Extracted entries |
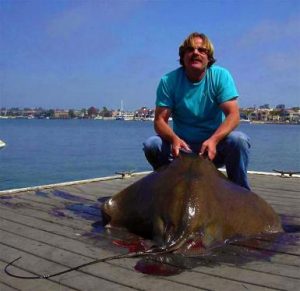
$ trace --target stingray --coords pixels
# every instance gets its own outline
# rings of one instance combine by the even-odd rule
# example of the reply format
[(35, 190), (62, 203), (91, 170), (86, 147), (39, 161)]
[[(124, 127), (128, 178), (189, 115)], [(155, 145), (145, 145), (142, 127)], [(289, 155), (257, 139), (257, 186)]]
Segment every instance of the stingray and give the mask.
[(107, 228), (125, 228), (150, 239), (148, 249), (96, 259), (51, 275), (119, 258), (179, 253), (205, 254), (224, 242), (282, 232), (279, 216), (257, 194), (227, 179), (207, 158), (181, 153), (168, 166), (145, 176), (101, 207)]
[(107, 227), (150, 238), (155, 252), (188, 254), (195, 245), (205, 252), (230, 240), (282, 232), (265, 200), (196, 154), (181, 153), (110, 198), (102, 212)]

Task requirements |
Reproduce the lines above exactly, beginning at the first one and stopping after the line that contains "Segment every instance". Leave the picture out of your answer.

Finished task |
$ trace --target stingray --coords pixels
# every instance gets its own outline
# rings of one instance combine by the even-odd rule
# example of the reply format
[(35, 190), (62, 203), (91, 170), (86, 147), (39, 161)]
[[(124, 127), (128, 178), (189, 115)], [(155, 145), (145, 145), (142, 127)], [(289, 155), (257, 139), (257, 186)]]
Segment every instance of the stingray and give the mask.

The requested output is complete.